EXERCISE OBJECTIVE: Your output should be the lines of the data that follow, reproduced exactly from the first through the line bearing "Target: yellow stamen".

┌──

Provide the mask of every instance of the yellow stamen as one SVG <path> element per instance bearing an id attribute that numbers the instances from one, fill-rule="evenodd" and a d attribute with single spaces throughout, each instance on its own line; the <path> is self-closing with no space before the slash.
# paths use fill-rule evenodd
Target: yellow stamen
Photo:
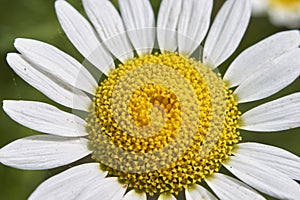
<path id="1" fill-rule="evenodd" d="M 241 140 L 240 114 L 232 91 L 202 63 L 175 53 L 135 58 L 97 89 L 87 118 L 92 157 L 136 191 L 178 194 L 228 159 Z"/>
<path id="2" fill-rule="evenodd" d="M 269 0 L 271 7 L 286 11 L 296 12 L 300 10 L 300 0 Z"/>

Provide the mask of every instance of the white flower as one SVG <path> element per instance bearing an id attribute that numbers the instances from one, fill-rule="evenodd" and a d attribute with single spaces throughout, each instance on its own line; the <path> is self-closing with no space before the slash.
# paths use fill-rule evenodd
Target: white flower
<path id="1" fill-rule="evenodd" d="M 154 180 L 159 183 L 149 179 L 142 184 L 140 179 L 153 178 L 155 176 L 153 174 L 158 173 L 157 171 L 160 169 L 155 172 L 145 172 L 145 176 L 141 175 L 140 179 L 134 179 L 135 175 L 130 172 L 120 172 L 112 168 L 107 168 L 108 171 L 102 170 L 97 161 L 99 160 L 97 148 L 101 148 L 101 146 L 97 146 L 99 144 L 97 138 L 101 137 L 97 131 L 101 128 L 105 129 L 104 126 L 100 127 L 103 124 L 109 125 L 110 128 L 114 127 L 110 124 L 111 119 L 106 116 L 107 112 L 111 112 L 113 109 L 106 108 L 106 104 L 102 104 L 111 100 L 111 98 L 106 99 L 110 97 L 109 92 L 111 92 L 107 88 L 111 83 L 119 80 L 116 78 L 119 76 L 114 75 L 120 75 L 121 70 L 128 71 L 130 66 L 138 68 L 135 63 L 156 62 L 157 58 L 166 59 L 165 62 L 170 62 L 170 67 L 176 68 L 178 71 L 194 72 L 192 68 L 189 68 L 189 61 L 170 52 L 178 49 L 179 55 L 191 55 L 207 35 L 201 66 L 204 66 L 203 69 L 207 70 L 208 75 L 201 75 L 204 79 L 208 77 L 219 80 L 218 76 L 210 75 L 212 73 L 207 67 L 216 69 L 236 50 L 249 22 L 251 3 L 248 0 L 227 0 L 209 31 L 213 0 L 163 0 L 156 23 L 148 0 L 120 0 L 121 16 L 108 0 L 83 0 L 83 6 L 93 26 L 66 1 L 55 2 L 59 22 L 70 41 L 90 63 L 108 75 L 107 81 L 100 83 L 100 86 L 82 64 L 61 50 L 43 42 L 17 39 L 15 47 L 21 54 L 10 53 L 7 56 L 11 68 L 50 99 L 68 108 L 90 113 L 89 118 L 83 120 L 75 114 L 61 111 L 42 102 L 12 100 L 3 102 L 3 109 L 13 120 L 46 134 L 22 138 L 1 148 L 0 162 L 2 164 L 19 169 L 41 170 L 68 165 L 90 154 L 93 154 L 93 159 L 95 159 L 95 162 L 72 167 L 49 178 L 32 193 L 29 199 L 137 200 L 146 199 L 147 195 L 153 194 L 158 195 L 159 199 L 176 199 L 174 194 L 181 189 L 187 200 L 216 199 L 214 194 L 200 185 L 200 180 L 205 181 L 220 199 L 264 199 L 257 191 L 279 199 L 299 199 L 300 186 L 294 180 L 300 180 L 300 158 L 269 145 L 254 142 L 238 143 L 240 140 L 238 129 L 272 132 L 300 127 L 300 93 L 279 98 L 245 112 L 240 116 L 240 124 L 238 124 L 240 114 L 237 110 L 237 103 L 242 104 L 269 97 L 288 86 L 299 76 L 299 31 L 285 31 L 266 38 L 246 49 L 229 66 L 223 79 L 228 83 L 229 88 L 236 86 L 237 88 L 233 94 L 229 92 L 228 88 L 224 87 L 224 89 L 223 85 L 218 88 L 221 92 L 226 92 L 224 120 L 227 129 L 222 130 L 225 131 L 225 136 L 218 139 L 220 143 L 215 144 L 216 146 L 212 150 L 213 155 L 208 154 L 208 157 L 201 157 L 198 160 L 178 161 L 183 165 L 171 168 L 174 170 L 173 174 L 172 170 L 163 171 L 162 169 L 160 171 L 167 175 L 158 174 L 161 179 Z M 157 27 L 156 31 L 153 29 L 155 26 Z M 155 40 L 158 41 L 159 48 L 164 53 L 150 56 Z M 134 58 L 133 50 L 137 51 L 140 58 Z M 114 69 L 112 55 L 124 65 Z M 174 59 L 182 59 L 181 64 L 177 65 L 178 63 Z M 150 64 L 147 62 L 146 64 Z M 153 71 L 155 71 L 154 69 Z M 161 76 L 164 75 L 164 72 L 161 71 Z M 159 76 L 159 74 L 155 75 Z M 197 79 L 197 75 L 189 78 L 191 82 L 194 79 L 197 81 L 201 79 L 199 77 Z M 172 78 L 165 77 L 165 79 L 171 80 Z M 134 77 L 133 82 L 135 80 L 138 82 L 138 77 Z M 204 85 L 199 82 L 199 88 L 205 88 L 206 85 L 209 87 L 209 84 L 212 83 L 212 89 L 216 89 L 214 87 L 217 82 L 204 81 Z M 223 82 L 221 81 L 221 83 Z M 182 84 L 178 85 L 182 86 Z M 103 88 L 107 89 L 106 93 L 102 91 Z M 149 88 L 150 92 L 157 89 L 151 85 Z M 125 90 L 124 87 L 123 89 Z M 163 87 L 158 90 L 168 91 Z M 119 92 L 122 91 L 119 90 Z M 200 92 L 201 96 L 204 96 L 203 98 L 212 97 L 206 93 L 205 89 Z M 218 92 L 212 93 L 218 94 Z M 94 95 L 94 102 L 90 99 L 89 94 Z M 143 104 L 142 95 L 134 95 L 133 97 L 136 99 L 133 98 L 132 104 L 135 106 L 129 109 L 146 105 Z M 172 100 L 170 97 L 172 92 L 167 94 L 162 92 L 160 95 L 162 97 L 156 96 L 157 98 L 155 97 L 156 99 L 151 102 L 153 105 L 157 101 L 165 109 L 173 109 L 175 114 L 180 111 L 178 105 L 175 103 L 171 105 L 175 99 L 174 97 Z M 169 95 L 170 98 L 165 101 L 163 95 Z M 208 99 L 209 104 L 207 105 L 218 103 L 218 100 Z M 100 103 L 97 103 L 98 101 Z M 91 113 L 90 106 L 92 104 L 97 107 L 93 110 L 96 113 Z M 168 107 L 169 105 L 171 108 Z M 180 105 L 184 107 L 185 104 Z M 201 112 L 209 113 L 210 109 Z M 105 111 L 105 113 L 100 111 Z M 143 109 L 137 113 L 142 115 Z M 112 114 L 114 113 L 112 112 Z M 139 123 L 146 119 L 146 117 L 134 115 L 134 111 L 131 114 Z M 187 114 L 192 115 L 193 113 Z M 99 118 L 93 121 L 93 117 Z M 201 119 L 206 119 L 208 116 L 201 117 Z M 220 116 L 217 116 L 217 119 L 219 119 L 218 117 Z M 225 121 L 217 121 L 217 124 Z M 213 123 L 213 121 L 209 122 Z M 190 124 L 193 124 L 192 121 Z M 213 126 L 213 128 L 216 127 L 217 125 Z M 205 129 L 205 126 L 202 128 Z M 201 132 L 202 129 L 199 131 Z M 204 131 L 204 133 L 207 133 L 209 137 L 210 132 Z M 108 134 L 111 135 L 111 139 L 116 139 L 114 138 L 117 135 L 116 132 L 108 131 Z M 133 141 L 128 137 L 115 140 L 115 142 L 118 141 L 123 142 L 118 144 L 123 145 L 123 148 L 132 147 L 133 150 L 137 148 L 135 145 L 126 143 Z M 167 140 L 163 138 L 159 140 L 159 143 L 164 141 Z M 182 140 L 182 143 L 184 142 L 185 140 Z M 196 143 L 195 146 L 197 147 L 197 145 L 200 144 Z M 141 144 L 138 147 L 149 150 L 150 145 Z M 219 147 L 220 149 L 218 149 Z M 191 155 L 198 155 L 195 150 L 189 150 L 189 152 L 192 153 Z M 115 156 L 117 159 L 124 159 L 118 157 L 116 152 L 109 151 L 108 153 L 112 154 L 112 159 Z M 204 162 L 204 165 L 198 165 L 202 159 L 207 159 L 209 165 L 205 165 L 207 162 Z M 107 163 L 102 164 L 106 165 Z M 129 162 L 126 164 L 130 165 Z M 147 166 L 153 163 L 145 161 L 144 164 Z M 217 172 L 221 167 L 219 164 L 222 164 L 240 180 Z M 198 167 L 200 173 L 196 172 L 195 166 Z M 189 171 L 190 168 L 195 169 L 195 174 L 178 173 L 179 168 L 182 172 Z M 193 172 L 193 170 L 189 172 Z M 116 174 L 119 174 L 119 179 Z M 126 177 L 136 180 L 136 182 L 128 180 L 126 182 Z M 125 179 L 125 183 L 121 184 L 118 181 L 120 179 L 122 181 Z M 174 182 L 168 183 L 169 191 L 163 192 L 163 194 L 155 193 L 156 189 L 161 191 L 160 187 L 165 186 L 164 182 L 170 180 L 174 180 Z M 182 180 L 190 182 L 185 183 Z M 137 193 L 132 188 L 140 189 L 141 192 Z"/>
<path id="2" fill-rule="evenodd" d="M 267 13 L 276 26 L 300 28 L 299 0 L 252 0 L 254 15 Z"/>

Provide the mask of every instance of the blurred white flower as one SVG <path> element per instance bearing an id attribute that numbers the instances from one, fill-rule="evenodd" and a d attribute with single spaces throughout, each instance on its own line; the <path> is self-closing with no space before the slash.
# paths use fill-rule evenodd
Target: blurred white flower
<path id="1" fill-rule="evenodd" d="M 276 26 L 300 28 L 300 0 L 252 0 L 254 16 L 267 14 Z"/>

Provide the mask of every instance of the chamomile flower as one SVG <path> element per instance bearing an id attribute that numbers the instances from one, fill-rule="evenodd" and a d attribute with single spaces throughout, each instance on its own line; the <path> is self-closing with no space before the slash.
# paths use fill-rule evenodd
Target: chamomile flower
<path id="1" fill-rule="evenodd" d="M 276 26 L 300 28 L 299 0 L 252 0 L 253 13 L 267 13 Z"/>
<path id="2" fill-rule="evenodd" d="M 93 160 L 49 178 L 29 199 L 161 200 L 179 199 L 181 192 L 187 200 L 264 199 L 259 192 L 299 198 L 300 158 L 243 143 L 239 133 L 300 126 L 299 93 L 239 111 L 240 104 L 269 97 L 299 76 L 299 31 L 249 47 L 222 78 L 216 69 L 238 47 L 250 1 L 227 0 L 209 31 L 212 0 L 163 0 L 157 21 L 148 0 L 120 0 L 120 14 L 108 0 L 83 0 L 83 6 L 92 24 L 66 1 L 55 2 L 70 41 L 103 73 L 99 81 L 40 41 L 17 39 L 20 54 L 7 56 L 21 78 L 74 112 L 4 101 L 13 120 L 45 134 L 4 146 L 0 162 L 42 170 Z M 191 55 L 205 37 L 197 60 Z M 220 173 L 222 167 L 237 178 Z"/>

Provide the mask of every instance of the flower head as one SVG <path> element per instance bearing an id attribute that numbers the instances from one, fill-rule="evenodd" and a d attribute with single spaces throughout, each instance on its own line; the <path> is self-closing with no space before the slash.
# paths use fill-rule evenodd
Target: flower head
<path id="1" fill-rule="evenodd" d="M 298 93 L 239 111 L 299 76 L 299 31 L 249 47 L 222 78 L 216 69 L 246 31 L 248 0 L 226 1 L 209 31 L 212 0 L 163 0 L 156 22 L 148 0 L 120 0 L 121 16 L 108 0 L 83 5 L 93 26 L 66 1 L 55 8 L 70 41 L 102 72 L 97 80 L 85 64 L 36 40 L 17 39 L 21 54 L 7 56 L 20 77 L 74 112 L 4 101 L 12 119 L 45 134 L 1 148 L 0 162 L 38 170 L 92 159 L 49 178 L 30 199 L 178 199 L 180 193 L 215 199 L 205 182 L 220 199 L 264 199 L 256 190 L 284 199 L 300 195 L 293 180 L 300 179 L 300 158 L 241 143 L 239 132 L 300 126 Z M 221 173 L 222 166 L 240 180 Z"/>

└──

EXERCISE SOLUTION:
Provide the mask of every instance of the yellow stamen as one SVG <path> element per instance bearing an id attribute that numbers the instances from one, fill-rule="evenodd" and a d attribute with single spaces throughout, each instance on its own line; the <path> is self-closing with no space before the slash.
# paths use fill-rule evenodd
Target: yellow stamen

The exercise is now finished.